▸ Required work
1. Retype the data warehouse text from "IT organizations have" up to and including "quicker, and better.".
2. Decide whether each statement below agrees with the data warehouse text, answering yes or no and quoting the deciding words: (a) Most data warehouses are sized for query processing. (b) Hadoop is described as a set of tools and technologies for developers rather than end users. (c) Most platforms are expected to last three or more years.
3. List every activity that the data warehouse text names as part of working with 3rd generation code.

▸ Text block
I was recently asked about my opinion for the potential of Hadoop replacing a company’s data warehouse (DW). While there’s lots to be excited about when it comes to Hadoop, I’m not currently in the camp of folks that believe it’s practical to use Hadoop to replace a company’s DW. Most corporate DW systems are based on commercial relational database products and can store and manage multiple terabytes of data and support hundreds (if not thousands) of concurrent users. It’s fairly common for these systems to handle complex, mixed workloads –queries processing billions of rows across numerous tables along with simple primary key retrieval requests all while continually loading data. The challenge today is that Hadoop simply isn’t ready for this level of complexity.
All that being said, I do believe there’s a huge opportunity to use Hadoop to replace a significant amount of processing that is currently being handled by most DWs. Oh, and data warehouse user won’t be affected at all.
Let’s review a few fundamental details about the DW. There’s two basic data processing activities that occur on a DW: query processing and transformation processing. Query processing is servicing the SQL that’s submitted from all of the tools and applications on the users’ desktops, tablets, and phones. Transformation processing is the workload involved with converting data from their source application formats to the format required by the data warehouse. While the most visible activity to business users is query processing, it is typically the smaller of the two. Extracting and transforming the dozens (or hundreds) of source data files for the DW is a huge processing activity. In fact, most DWs are not sized for query processing; they are sized for the daily transformation processing effort.
It’s important to realize that one of the most critical service level agreements (SLAs) of a DW is data delivery. Business users want their data first thing each morning. That means the DW has to be sized to deliver data reliably each and every business morning. Since most platforms are anticipated to have a 3+ year life expectancy, IT has to size the DW system based on the worst case data volume scenario for that entire period (end of quarter, end of year, holidays, etc.) This means the DW is sized to address a maximum load that may only occur a few times during that entire period.
This is where the opportunity for Hadoop seems pretty obvious. Hadoop is a parallel, scalable framework that handles distributed batch processing and large data volumes. It’s really a set of tools and technologies for developers, not end users. This is probably why so many ETL (extract, transformation, and load) product vendors have ported their products to execute within a Hadoop environment. It only makes sense to migrate processing from a specialized platform to commodity hardware. Why bog down and over invest in your DW platform if you can handle the heavy lifting of transformation processing on a less expensive platform?
Introducing a new system to your DW environment will inevitably create new work for your DW architects and developers. However, the benefits are likely to be significant. While some might view such an endeavor as a creative way to justify purchasing new hardware and installing Hadoop, the real reason is to extend the life of the data warehouse (and save your company a bunch of money by deferring a DW upgrade)
IT organizations have spent enormous sums of money over the past 10-15 years attacking productivity. They’ve acquiring data integration tools, implemented improved development methodologies, and even reengineered requirements gathering methods to ensure business priority alignment. And the result of all of this investment? Today’s data integration developers are easily 10x to 20x more productive than the COBOL programmers of the past. This shouldn’t be a surprise to anyone – writing, compiling, linking, and testing 3rd generation code is much slower than today’s GUI-based, drag-and-drop development tools. The tools work; developers are faster, quicker, and better.

▸ Data extract
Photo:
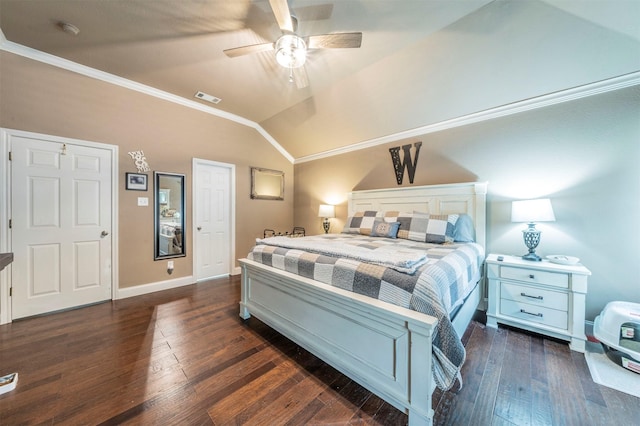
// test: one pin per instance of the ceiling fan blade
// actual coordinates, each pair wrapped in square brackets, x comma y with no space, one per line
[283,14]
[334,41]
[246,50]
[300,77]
...
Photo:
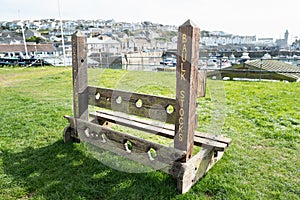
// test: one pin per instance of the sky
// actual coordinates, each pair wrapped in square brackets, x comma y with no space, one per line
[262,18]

▸ Answers provided
1.
IT organizations have spent enormous sums of money over the past 10-15 years attacking productivity. They’ve acquiring data integration tools, implemented improved development methodologies, and even reengineered requirements gathering methods to ensure business priority alignment. And the result of all of this investment? Today’s data integration developers are easily 10x to 20x more productive than the COBOL programmers of the past. This shouldn’t be a surprise to anyone – writing, compiling, linking, and testing 3rd generation code is much slower than today’s GUI-based, drag-and-drop development tools. The tools work; developers are faster, quicker, and better.

2.
(a) No: "most DWs are not sized for query processing; they are sized for the daily transformation processing effort"
(b) Yes: "It’s really a set of tools and technologies for developers, not end users."
(c) Yes: "most platforms are anticipated to have a 3+ year life expectancy"

3. writing, compiling, linking, testing